#### DIRECTIONS:
Copy each of the entries below word for word, with no changes.

======== RECORDS ========

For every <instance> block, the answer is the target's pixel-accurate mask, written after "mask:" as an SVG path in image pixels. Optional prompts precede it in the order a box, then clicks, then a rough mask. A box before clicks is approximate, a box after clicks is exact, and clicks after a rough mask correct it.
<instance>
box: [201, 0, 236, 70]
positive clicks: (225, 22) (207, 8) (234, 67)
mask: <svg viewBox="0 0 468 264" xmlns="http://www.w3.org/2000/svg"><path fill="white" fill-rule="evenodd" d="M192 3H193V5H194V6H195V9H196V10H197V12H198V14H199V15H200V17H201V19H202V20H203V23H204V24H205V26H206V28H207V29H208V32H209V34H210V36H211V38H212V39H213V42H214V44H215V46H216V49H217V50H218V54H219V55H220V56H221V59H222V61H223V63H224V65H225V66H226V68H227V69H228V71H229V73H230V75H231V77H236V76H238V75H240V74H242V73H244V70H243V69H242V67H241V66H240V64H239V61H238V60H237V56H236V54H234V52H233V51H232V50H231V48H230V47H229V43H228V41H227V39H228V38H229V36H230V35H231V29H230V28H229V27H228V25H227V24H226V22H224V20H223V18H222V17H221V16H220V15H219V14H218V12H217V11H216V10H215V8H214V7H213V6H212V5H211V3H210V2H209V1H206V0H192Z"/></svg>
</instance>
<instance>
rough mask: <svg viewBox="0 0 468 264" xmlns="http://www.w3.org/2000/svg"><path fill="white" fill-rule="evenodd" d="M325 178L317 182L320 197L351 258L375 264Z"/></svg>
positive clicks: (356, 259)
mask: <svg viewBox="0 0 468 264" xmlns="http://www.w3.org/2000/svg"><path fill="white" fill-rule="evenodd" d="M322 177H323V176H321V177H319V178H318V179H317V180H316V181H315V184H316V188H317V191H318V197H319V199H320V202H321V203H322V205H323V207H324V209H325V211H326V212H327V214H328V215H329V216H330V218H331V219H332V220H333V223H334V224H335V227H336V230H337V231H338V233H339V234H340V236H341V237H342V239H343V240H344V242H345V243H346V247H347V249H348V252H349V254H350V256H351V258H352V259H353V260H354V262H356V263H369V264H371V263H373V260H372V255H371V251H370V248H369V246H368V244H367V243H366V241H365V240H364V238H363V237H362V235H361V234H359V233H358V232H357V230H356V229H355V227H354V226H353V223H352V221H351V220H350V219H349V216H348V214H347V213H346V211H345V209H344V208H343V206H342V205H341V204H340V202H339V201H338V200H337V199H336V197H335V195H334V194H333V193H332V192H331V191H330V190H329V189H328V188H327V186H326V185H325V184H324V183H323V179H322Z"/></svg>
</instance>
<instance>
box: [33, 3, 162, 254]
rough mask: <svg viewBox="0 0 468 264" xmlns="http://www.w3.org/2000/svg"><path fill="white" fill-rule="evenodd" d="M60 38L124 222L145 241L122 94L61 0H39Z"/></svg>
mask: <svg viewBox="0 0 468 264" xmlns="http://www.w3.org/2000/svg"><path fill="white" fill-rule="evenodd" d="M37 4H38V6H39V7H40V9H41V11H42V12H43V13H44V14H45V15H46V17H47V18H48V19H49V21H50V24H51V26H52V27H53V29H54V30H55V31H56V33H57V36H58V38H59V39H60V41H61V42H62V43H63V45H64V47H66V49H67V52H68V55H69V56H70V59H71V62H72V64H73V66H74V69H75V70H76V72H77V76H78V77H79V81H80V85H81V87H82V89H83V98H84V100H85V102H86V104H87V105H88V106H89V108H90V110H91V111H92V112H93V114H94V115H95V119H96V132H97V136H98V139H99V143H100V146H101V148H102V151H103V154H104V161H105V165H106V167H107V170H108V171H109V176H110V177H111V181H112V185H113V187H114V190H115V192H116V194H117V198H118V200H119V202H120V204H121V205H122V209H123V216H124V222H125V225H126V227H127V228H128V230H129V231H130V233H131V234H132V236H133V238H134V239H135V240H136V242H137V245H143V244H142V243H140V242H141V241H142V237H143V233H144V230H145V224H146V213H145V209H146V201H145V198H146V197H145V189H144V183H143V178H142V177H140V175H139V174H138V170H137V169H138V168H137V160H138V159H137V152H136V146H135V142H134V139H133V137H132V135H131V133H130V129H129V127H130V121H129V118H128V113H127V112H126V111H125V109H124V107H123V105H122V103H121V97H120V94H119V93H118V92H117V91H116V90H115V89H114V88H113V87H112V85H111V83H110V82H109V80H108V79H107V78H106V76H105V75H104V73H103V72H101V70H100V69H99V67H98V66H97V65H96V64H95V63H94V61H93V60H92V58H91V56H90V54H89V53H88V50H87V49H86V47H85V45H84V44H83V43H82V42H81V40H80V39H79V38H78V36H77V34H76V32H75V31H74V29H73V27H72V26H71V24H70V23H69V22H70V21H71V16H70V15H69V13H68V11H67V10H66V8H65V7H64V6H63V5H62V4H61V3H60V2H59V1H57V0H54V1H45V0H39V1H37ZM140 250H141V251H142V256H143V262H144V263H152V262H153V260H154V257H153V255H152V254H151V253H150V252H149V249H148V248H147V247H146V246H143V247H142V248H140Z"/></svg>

========

#### RESULT:
For every <instance> block, the answer is the target's pixel-accurate mask, written after "mask:" as an SVG path in image pixels. Optional prompts precede it in the order a box, then clicks, then a rough mask. A box before clicks is approximate, a box after clicks is exact, and clicks after a rough mask correct it.
<instance>
box: [201, 0, 236, 70]
positive clicks: (225, 22) (207, 8) (234, 67)
mask: <svg viewBox="0 0 468 264" xmlns="http://www.w3.org/2000/svg"><path fill="white" fill-rule="evenodd" d="M192 3H193V5H194V6H195V9H196V10H197V12H198V14H199V15H200V17H201V19H202V20H203V23H204V24H205V26H206V28H207V29H208V32H209V34H210V36H211V38H212V39H213V42H214V44H215V46H216V49H217V50H218V54H219V55H220V56H221V59H222V61H223V63H224V65H225V66H226V68H227V69H228V71H229V73H230V75H231V77H236V76H238V75H240V74H242V73H244V70H243V69H242V67H241V66H240V64H239V61H238V60H237V56H236V54H234V52H233V51H232V50H231V48H230V47H229V43H228V41H227V39H228V38H229V36H230V35H231V29H230V28H229V27H228V25H227V24H226V22H224V20H223V18H222V17H221V16H220V15H219V14H218V12H217V11H216V10H215V8H214V7H213V6H212V5H211V3H210V2H209V1H206V0H192Z"/></svg>
</instance>
<instance>
rough mask: <svg viewBox="0 0 468 264" xmlns="http://www.w3.org/2000/svg"><path fill="white" fill-rule="evenodd" d="M325 178L317 182L320 197L351 258L375 264Z"/></svg>
positive clicks: (356, 259)
mask: <svg viewBox="0 0 468 264" xmlns="http://www.w3.org/2000/svg"><path fill="white" fill-rule="evenodd" d="M322 177H323V176H321V177H319V178H318V179H317V180H316V181H315V184H316V188H317V191H318V197H319V199H320V202H321V203H322V205H323V207H324V209H325V211H326V212H327V214H328V215H329V216H330V218H331V219H332V220H333V223H334V224H335V227H336V230H337V231H338V233H339V234H340V236H341V237H342V239H343V240H344V242H345V243H346V247H347V249H348V252H349V254H350V256H351V258H352V259H353V260H354V262H356V263H369V264H371V263H373V260H372V255H371V251H370V248H369V246H368V244H367V243H366V241H365V240H364V238H363V237H362V235H361V234H359V233H358V232H357V230H356V229H355V227H354V226H353V223H352V221H351V220H350V219H349V216H348V214H347V213H346V211H345V209H344V208H343V206H342V205H341V204H340V202H339V201H338V200H337V199H336V197H335V195H334V194H333V193H332V192H331V191H330V190H329V189H328V188H327V186H326V185H325V184H324V183H323V179H322Z"/></svg>
</instance>
<instance>
box: [33, 3, 162, 254]
rough mask: <svg viewBox="0 0 468 264" xmlns="http://www.w3.org/2000/svg"><path fill="white" fill-rule="evenodd" d="M60 38L124 222L145 241L122 94L61 0H39Z"/></svg>
mask: <svg viewBox="0 0 468 264" xmlns="http://www.w3.org/2000/svg"><path fill="white" fill-rule="evenodd" d="M37 4H38V6H39V7H40V9H41V11H42V12H43V13H44V14H45V15H46V17H47V18H48V19H49V21H50V24H51V26H52V27H53V29H54V30H55V31H56V33H57V36H58V38H59V39H60V41H61V42H62V43H63V45H64V47H66V49H67V52H68V55H69V56H70V59H71V62H72V64H73V66H74V69H75V70H76V72H77V76H78V77H79V81H80V85H81V87H82V89H83V98H84V100H85V102H86V104H87V105H88V106H89V108H90V110H91V111H92V112H93V114H94V115H95V119H96V132H97V136H98V139H99V143H100V146H101V148H102V151H103V154H104V161H105V165H106V167H107V170H108V171H109V176H110V177H111V181H112V185H113V187H114V190H115V192H116V194H117V198H118V200H119V202H120V204H121V205H122V209H123V216H124V222H125V225H126V227H127V228H128V230H129V231H130V233H131V234H132V236H133V238H134V239H135V240H136V242H137V245H143V244H142V243H140V242H141V241H142V237H143V233H144V230H145V224H146V213H145V209H146V201H145V198H146V197H145V189H144V183H143V178H142V177H140V175H139V174H138V170H137V169H138V168H137V160H138V159H137V152H136V146H135V142H134V139H133V137H132V135H131V133H130V129H129V127H130V121H129V118H128V113H127V112H126V111H125V109H124V107H123V105H122V103H121V97H120V94H119V93H118V92H117V91H116V90H115V89H114V88H113V87H112V85H111V83H110V82H109V80H108V79H107V78H106V76H105V75H104V73H103V72H101V70H100V69H99V67H98V66H97V65H96V64H95V63H94V61H93V60H92V58H91V56H90V54H89V53H88V50H87V49H86V47H85V45H84V44H83V43H82V42H81V40H80V39H79V38H78V36H77V34H76V32H75V31H74V29H73V27H72V26H71V24H70V23H69V22H70V21H71V16H70V15H69V13H68V11H67V10H66V8H65V7H64V6H63V5H62V4H61V3H60V2H59V1H57V0H54V1H45V0H39V1H37ZM140 250H141V251H142V256H143V262H144V263H152V262H153V260H154V257H153V255H152V254H151V253H150V252H149V249H148V248H147V247H146V246H143V247H142V248H140Z"/></svg>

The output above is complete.